━━━━━ PASSAGE GIVEN

An study of the processes that occurred in the Muslim world during World War I and the revolution and civil war that followed in Eurasia, including Russia, brought the most incisive analysts of that time to the conclusion that pan-Islamism, as a political doctrine aimed at creating a single Muslim state, was unable to unify the Muslims of different countries. For example, S. S. Pestkovsky, the RSFSR deputy people’s commissar for nationality affairs, noted that the world war, whose principal cause was precisely the division of the East among various military-political blocs, showed eastern peoples and their leaders that the European states viewed them solely as a source of raw materials. In fact, “the most powerful of such national religious currents – [pan-Islamism] – despite all of its power, attributable to the spread of Muhammadanism in the East, did not receive proper political development for precisely this reason.” Even this “religious cohesion did not afford a sufficient opportunity for joint insurgent actions.” Therefore the national-liberation movement in the East invariably suffered defeats because of the disunity and inadequate organization of its forces and the lack of a center capable of fusing together the disconnected efforts of individual peoples.[1] Just as in the territory of the former Russian Empire during the Russian civil war.

The depiction and coverage of what actually occurred in the Muslim community in Eurasia during the civil war has been sparse, fragmentary and insufficient. Describing everything as it was continues to be quite an arduous task, hampered above all by numerous gaps in the stock of sources, which was formed over many decades from an “internationalist” and “national-liberation” perspective.

The documents in the set deal with the period of the Russian civil war in the former Russian Empire and the Muslim peoples’ attitude toward the Russian internecine strife. These documents contain diverse kinds of information about what happened at the time in various territories of the unified state that no longer existed; the role that various Muslim religious leaders played; what gave rise to the socio-political activities of Muslims in a given territory; and what they were striving for during the Russian civil war. This process had its own specific features in the Caucasus, the Urals, Crimea, the Volga Region, Siberia and Central Asia.

The documents in the set show how Muslim organizations participated in meeting the challenges posed by the Russian Revolution, both in Petrograd and Moscow and in the specific conditions typical of the Muslim regions of the disintegrating Eurasian empire. The greatest efforts by the reform-minded Muslim community were focused in this process on drawing the Muslim masses into building a state and socio-political activities.

━━━━━━━━━━
━━━━━ INFORMATION SUPPLIED

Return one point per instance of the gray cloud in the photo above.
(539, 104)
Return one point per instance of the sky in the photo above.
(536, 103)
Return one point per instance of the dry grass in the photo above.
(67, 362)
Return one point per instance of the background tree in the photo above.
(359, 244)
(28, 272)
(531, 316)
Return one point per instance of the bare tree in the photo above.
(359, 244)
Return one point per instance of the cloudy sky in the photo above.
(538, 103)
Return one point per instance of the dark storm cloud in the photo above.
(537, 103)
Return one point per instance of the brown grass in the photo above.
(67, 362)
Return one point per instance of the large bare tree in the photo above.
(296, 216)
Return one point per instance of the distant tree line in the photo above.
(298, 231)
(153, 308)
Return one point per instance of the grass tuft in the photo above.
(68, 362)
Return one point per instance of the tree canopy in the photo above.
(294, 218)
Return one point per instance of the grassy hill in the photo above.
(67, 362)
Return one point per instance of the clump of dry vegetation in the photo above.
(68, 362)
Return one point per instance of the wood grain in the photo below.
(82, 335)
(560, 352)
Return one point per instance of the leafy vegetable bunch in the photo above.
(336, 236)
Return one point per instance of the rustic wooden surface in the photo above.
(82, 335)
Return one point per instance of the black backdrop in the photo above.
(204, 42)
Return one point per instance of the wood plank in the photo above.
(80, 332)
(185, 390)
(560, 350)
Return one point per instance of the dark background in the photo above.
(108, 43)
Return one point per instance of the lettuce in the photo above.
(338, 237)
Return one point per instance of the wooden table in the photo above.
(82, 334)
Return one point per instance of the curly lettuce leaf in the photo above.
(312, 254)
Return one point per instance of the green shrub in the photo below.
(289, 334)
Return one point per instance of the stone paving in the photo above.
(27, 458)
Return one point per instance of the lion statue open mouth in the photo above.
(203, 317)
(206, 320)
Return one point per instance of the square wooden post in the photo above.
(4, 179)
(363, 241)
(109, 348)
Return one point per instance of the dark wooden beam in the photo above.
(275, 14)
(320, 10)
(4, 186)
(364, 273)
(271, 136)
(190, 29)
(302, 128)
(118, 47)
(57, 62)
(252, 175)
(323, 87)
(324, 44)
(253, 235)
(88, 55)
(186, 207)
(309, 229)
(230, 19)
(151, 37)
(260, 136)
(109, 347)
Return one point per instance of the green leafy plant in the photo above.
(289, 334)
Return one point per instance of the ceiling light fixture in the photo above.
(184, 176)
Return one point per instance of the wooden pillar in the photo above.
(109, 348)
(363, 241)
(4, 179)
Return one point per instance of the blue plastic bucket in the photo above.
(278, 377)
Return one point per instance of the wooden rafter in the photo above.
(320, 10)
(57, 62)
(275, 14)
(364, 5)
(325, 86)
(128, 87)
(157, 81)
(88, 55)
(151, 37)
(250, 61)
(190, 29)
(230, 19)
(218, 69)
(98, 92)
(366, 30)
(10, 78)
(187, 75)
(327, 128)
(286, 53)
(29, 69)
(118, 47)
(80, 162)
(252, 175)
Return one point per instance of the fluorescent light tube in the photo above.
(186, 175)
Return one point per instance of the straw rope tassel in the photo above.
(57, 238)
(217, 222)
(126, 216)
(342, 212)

━━━━━━━━━━

**DIRECTION 1**: In the passage on Muslims and the Russian civil war, what position did S. S. Pestkovsky hold?
**DIRECTION 2**: Return the passage on Muslims and the Russian civil war from "The documents in the set deal" down to "and Central Asia.", copying every word in that range.
The rows are separate material, unrelated to the passage on Muslims and the Russian civil war.

**SOLUTION 1**: He was the RSFSR deputy people's commissar for nationality affairs.

**SOLUTION 2**:
The documents in the set deal with the period of the Russian civil war in the former Russian Empire and the Muslim peoples’ attitude toward the Russian internecine strife. These documents contain diverse kinds of information about what happened at the time in various territories of the unified state that no longer existed; the role that various Muslim religious leaders played; what gave rise to the socio-political activities of Muslims in a given territory; and what they were striving for during the Russian civil war. This process had its own specific features in the Caucasus, the Urals, Crimea, the Volga Region, Siberia and Central Asia.